To be done. Copy the items from the line with "Can you see the yellow-brown" through the last item, substituting "serpent" for every occurrence of "snake" and leaving all else unchanged.

**** Given data

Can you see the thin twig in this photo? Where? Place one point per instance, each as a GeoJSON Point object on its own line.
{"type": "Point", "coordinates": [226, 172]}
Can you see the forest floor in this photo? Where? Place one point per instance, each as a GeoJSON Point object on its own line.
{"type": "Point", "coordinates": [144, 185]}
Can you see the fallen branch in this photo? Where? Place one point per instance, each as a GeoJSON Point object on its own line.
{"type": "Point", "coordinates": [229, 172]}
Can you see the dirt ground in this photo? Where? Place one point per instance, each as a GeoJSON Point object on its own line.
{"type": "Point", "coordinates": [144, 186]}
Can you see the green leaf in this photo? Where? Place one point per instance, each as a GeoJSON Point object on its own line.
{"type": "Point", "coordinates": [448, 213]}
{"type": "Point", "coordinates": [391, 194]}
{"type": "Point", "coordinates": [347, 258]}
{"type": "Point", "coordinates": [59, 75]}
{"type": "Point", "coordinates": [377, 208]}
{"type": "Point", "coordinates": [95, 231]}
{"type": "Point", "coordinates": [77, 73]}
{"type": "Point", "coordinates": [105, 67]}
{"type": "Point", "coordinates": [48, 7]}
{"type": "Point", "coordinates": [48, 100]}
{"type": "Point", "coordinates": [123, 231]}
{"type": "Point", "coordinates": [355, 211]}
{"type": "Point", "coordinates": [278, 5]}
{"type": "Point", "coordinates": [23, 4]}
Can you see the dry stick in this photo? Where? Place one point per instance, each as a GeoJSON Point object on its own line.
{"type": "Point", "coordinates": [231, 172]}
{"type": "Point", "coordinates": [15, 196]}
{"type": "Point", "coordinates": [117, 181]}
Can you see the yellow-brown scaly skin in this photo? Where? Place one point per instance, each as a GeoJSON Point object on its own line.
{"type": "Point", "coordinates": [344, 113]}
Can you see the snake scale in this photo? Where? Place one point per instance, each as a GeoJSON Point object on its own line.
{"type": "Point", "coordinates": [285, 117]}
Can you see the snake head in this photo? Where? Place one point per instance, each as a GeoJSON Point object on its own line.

********

Output of the exercise.
Can you see the yellow-brown scaly skin in this photo? Where? Place one point per instance, each as a GeoJSON Point object on its own line.
{"type": "Point", "coordinates": [344, 113]}
Can you see the serpent scale in this photo? Where? Place one point per instance, each as a GeoJSON Point object on its own line.
{"type": "Point", "coordinates": [285, 117]}
Can you see the serpent head in this photo? Where? Place one point per instance, each as a GeoJSON Point object on its own line.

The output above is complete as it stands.